EXERCISE DESCRIPTION:
In every line of the data below, swap each occurrence of "separate parts" for "disjoint pieces" and leave everything else untouched.

(Shape boundary entries)
* Begin *

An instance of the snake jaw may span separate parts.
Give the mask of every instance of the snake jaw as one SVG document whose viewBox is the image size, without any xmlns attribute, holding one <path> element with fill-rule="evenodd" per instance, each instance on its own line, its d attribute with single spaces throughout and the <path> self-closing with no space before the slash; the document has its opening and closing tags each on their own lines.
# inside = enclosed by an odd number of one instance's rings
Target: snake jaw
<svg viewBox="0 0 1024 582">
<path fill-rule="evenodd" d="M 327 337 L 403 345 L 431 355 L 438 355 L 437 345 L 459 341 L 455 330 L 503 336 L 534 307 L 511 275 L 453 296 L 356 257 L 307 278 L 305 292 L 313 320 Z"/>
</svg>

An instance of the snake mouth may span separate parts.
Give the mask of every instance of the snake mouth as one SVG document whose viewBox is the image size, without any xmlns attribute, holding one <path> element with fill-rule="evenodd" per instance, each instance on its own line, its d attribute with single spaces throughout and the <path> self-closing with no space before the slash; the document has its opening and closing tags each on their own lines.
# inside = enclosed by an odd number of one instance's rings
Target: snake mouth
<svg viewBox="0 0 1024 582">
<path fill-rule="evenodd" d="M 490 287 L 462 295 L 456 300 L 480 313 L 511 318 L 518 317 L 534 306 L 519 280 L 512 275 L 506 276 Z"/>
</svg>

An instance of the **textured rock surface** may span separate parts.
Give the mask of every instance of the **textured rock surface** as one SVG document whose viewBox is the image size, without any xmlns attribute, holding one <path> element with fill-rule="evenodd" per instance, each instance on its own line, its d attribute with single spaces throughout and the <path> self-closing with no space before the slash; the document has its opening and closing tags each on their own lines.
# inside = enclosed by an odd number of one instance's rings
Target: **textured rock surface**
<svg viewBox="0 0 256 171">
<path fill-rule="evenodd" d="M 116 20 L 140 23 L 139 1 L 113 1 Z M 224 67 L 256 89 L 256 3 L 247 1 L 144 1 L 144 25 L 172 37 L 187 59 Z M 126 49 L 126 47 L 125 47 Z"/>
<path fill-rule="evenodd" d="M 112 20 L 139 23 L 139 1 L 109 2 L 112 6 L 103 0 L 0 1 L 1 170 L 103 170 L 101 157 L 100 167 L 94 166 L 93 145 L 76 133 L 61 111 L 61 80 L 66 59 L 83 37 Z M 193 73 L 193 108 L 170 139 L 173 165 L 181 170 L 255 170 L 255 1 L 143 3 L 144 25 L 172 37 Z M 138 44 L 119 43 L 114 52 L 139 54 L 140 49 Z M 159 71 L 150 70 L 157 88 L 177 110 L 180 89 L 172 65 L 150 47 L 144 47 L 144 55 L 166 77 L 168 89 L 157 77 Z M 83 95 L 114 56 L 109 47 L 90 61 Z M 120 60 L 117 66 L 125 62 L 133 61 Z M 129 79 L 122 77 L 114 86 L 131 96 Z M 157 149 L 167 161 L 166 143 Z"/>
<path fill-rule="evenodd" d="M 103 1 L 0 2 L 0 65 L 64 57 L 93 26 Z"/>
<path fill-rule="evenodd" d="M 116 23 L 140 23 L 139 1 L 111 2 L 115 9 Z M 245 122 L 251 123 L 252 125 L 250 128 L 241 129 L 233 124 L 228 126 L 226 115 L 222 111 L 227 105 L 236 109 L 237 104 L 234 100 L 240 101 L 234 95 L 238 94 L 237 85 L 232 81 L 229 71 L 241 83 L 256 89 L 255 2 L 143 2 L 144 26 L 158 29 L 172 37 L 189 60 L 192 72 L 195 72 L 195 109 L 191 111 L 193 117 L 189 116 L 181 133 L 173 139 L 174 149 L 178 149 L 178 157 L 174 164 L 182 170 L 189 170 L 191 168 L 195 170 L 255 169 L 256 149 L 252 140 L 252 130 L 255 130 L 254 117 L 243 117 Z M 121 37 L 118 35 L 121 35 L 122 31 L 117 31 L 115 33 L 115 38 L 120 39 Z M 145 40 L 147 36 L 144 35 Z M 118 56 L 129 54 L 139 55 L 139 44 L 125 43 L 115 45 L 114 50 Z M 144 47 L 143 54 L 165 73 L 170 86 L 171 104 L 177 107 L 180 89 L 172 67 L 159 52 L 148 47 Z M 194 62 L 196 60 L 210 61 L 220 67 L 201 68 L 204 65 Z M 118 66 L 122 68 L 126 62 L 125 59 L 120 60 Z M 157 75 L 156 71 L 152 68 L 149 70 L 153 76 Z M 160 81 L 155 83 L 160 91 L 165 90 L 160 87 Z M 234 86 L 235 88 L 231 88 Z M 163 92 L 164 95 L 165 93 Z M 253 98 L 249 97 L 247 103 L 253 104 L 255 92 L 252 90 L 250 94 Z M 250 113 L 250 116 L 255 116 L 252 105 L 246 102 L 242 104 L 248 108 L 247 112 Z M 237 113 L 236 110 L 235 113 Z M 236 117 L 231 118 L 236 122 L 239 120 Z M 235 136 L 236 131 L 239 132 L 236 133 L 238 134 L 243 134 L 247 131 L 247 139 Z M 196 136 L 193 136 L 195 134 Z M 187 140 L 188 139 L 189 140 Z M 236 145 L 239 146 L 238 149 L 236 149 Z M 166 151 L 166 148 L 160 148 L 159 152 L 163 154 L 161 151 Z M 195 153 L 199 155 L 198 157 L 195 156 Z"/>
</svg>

* End *

EXERCISE ANSWER:
An instance of the snake jaw may span disjoint pieces.
Give the mask of every instance of the snake jaw as one SVG document whose viewBox is the image size, without any xmlns attribute, holding one <path> element with fill-rule="evenodd" per instance, each instance on its own line, its d attribute with single spaces throughout and the <path> self-closing with no space before the slash; the document has its opening and closing tags each on their own lines.
# inside = enclosed by an odd number of one instance's rings
Target: snake jaw
<svg viewBox="0 0 1024 582">
<path fill-rule="evenodd" d="M 327 337 L 403 345 L 431 355 L 438 355 L 437 345 L 459 341 L 455 330 L 503 336 L 534 307 L 511 275 L 453 296 L 356 257 L 307 278 L 305 292 L 313 320 Z"/>
</svg>

An instance of the snake mouth may span disjoint pieces.
Give the mask of every instance of the snake mouth as one SVG document whose viewBox is the image size, without any xmlns attribute, holding one <path> element with fill-rule="evenodd" per instance, each instance on its own line, its d attribute with single spaces throughout and the <path> self-closing with no space before the slash; the document has its opening and closing tags each on their own lines.
# inside = enclosed by an odd number of one instance's rings
Target: snake mouth
<svg viewBox="0 0 1024 582">
<path fill-rule="evenodd" d="M 490 287 L 462 295 L 456 300 L 480 313 L 511 318 L 518 317 L 534 306 L 519 280 L 512 275 L 506 276 Z"/>
</svg>

An instance of the **textured rock surface** may span disjoint pieces.
Give the mask of every instance of the **textured rock surface** as one SVG document whose viewBox is the image size, without any xmlns attribute, holding one <path> element with fill-rule="evenodd" per instance, each instance on its own line, its d attribute with single spaces throughout and the <path> self-closing with no space before the slash; the document has its opening and closing tags each on their own lines.
# inside = enclosed by an odd number of one instance's rings
Target: **textured rock surface**
<svg viewBox="0 0 256 171">
<path fill-rule="evenodd" d="M 116 20 L 140 23 L 139 1 L 113 1 Z M 224 67 L 256 89 L 256 3 L 247 1 L 144 1 L 144 25 L 172 37 L 187 59 Z M 126 49 L 126 47 L 125 47 Z"/>
<path fill-rule="evenodd" d="M 112 20 L 139 23 L 139 1 L 109 2 L 112 6 L 103 0 L 0 1 L 1 170 L 103 170 L 101 157 L 100 167 L 94 166 L 93 145 L 76 133 L 61 111 L 61 80 L 66 59 L 83 37 Z M 193 73 L 193 108 L 170 139 L 173 165 L 181 170 L 255 170 L 255 1 L 143 3 L 144 25 L 172 37 Z M 138 44 L 119 43 L 114 52 L 139 54 L 140 49 Z M 159 71 L 150 70 L 157 88 L 177 110 L 180 89 L 172 65 L 150 47 L 144 47 L 144 55 L 166 77 L 168 89 L 157 77 Z M 83 95 L 114 56 L 109 47 L 90 61 Z M 120 60 L 117 66 L 125 62 L 133 61 Z M 129 79 L 122 77 L 114 86 L 131 96 Z M 157 149 L 167 161 L 166 143 Z"/>
<path fill-rule="evenodd" d="M 103 1 L 0 2 L 0 65 L 64 57 L 93 26 Z"/>
<path fill-rule="evenodd" d="M 116 23 L 140 23 L 139 1 L 111 2 L 115 9 Z M 245 122 L 251 123 L 252 125 L 250 128 L 241 129 L 233 124 L 228 126 L 226 115 L 222 111 L 227 105 L 236 109 L 237 104 L 234 100 L 240 101 L 234 95 L 238 94 L 237 85 L 232 81 L 229 71 L 241 83 L 256 89 L 255 2 L 143 2 L 144 26 L 158 29 L 172 37 L 189 60 L 192 72 L 195 72 L 195 109 L 191 111 L 193 117 L 189 116 L 181 133 L 173 139 L 174 149 L 178 149 L 178 157 L 174 164 L 182 170 L 189 170 L 191 168 L 195 170 L 255 169 L 256 149 L 252 140 L 252 130 L 255 130 L 254 117 L 243 117 Z M 121 37 L 118 35 L 121 35 L 122 31 L 117 31 L 115 33 L 115 38 L 120 39 Z M 145 40 L 147 36 L 144 35 Z M 118 56 L 129 54 L 139 55 L 139 44 L 125 43 L 115 45 L 114 50 Z M 144 47 L 143 54 L 165 73 L 170 86 L 171 104 L 177 107 L 180 89 L 172 67 L 159 52 L 148 47 Z M 194 62 L 196 60 L 210 61 L 220 67 L 201 68 L 204 65 Z M 118 66 L 122 68 L 126 62 L 125 59 L 120 60 Z M 157 75 L 156 71 L 152 68 L 149 70 L 153 76 Z M 160 81 L 155 83 L 160 91 L 165 90 L 160 87 Z M 234 86 L 235 88 L 231 88 Z M 163 92 L 164 95 L 165 93 Z M 253 98 L 249 97 L 247 103 L 253 104 L 255 92 L 252 90 L 250 94 Z M 250 113 L 250 116 L 255 116 L 252 105 L 246 102 L 242 104 L 248 108 L 247 112 Z M 237 113 L 236 110 L 235 113 Z M 236 117 L 231 118 L 236 122 L 239 120 Z M 235 136 L 236 131 L 239 132 L 236 133 L 238 134 L 243 134 L 247 131 L 247 139 Z M 196 136 L 193 136 L 195 134 Z M 187 140 L 188 139 L 189 140 Z M 236 145 L 239 146 L 238 149 L 236 149 Z M 166 151 L 166 148 L 160 148 L 159 152 L 163 154 L 161 151 Z M 195 153 L 199 155 L 198 157 L 195 156 Z"/>
</svg>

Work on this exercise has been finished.